The input

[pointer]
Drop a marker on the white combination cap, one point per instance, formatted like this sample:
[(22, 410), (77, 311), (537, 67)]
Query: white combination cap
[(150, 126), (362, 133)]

Task objective
Please rewrite the rows above, substituting "black" for every "white" and keeping everything else the same.

Exercise solution
[pointer]
Drop a marker on the black combination cap, one point per instance, formatted like this sample:
[(22, 410), (77, 311), (537, 67)]
Query: black combination cap
[(150, 126), (362, 133)]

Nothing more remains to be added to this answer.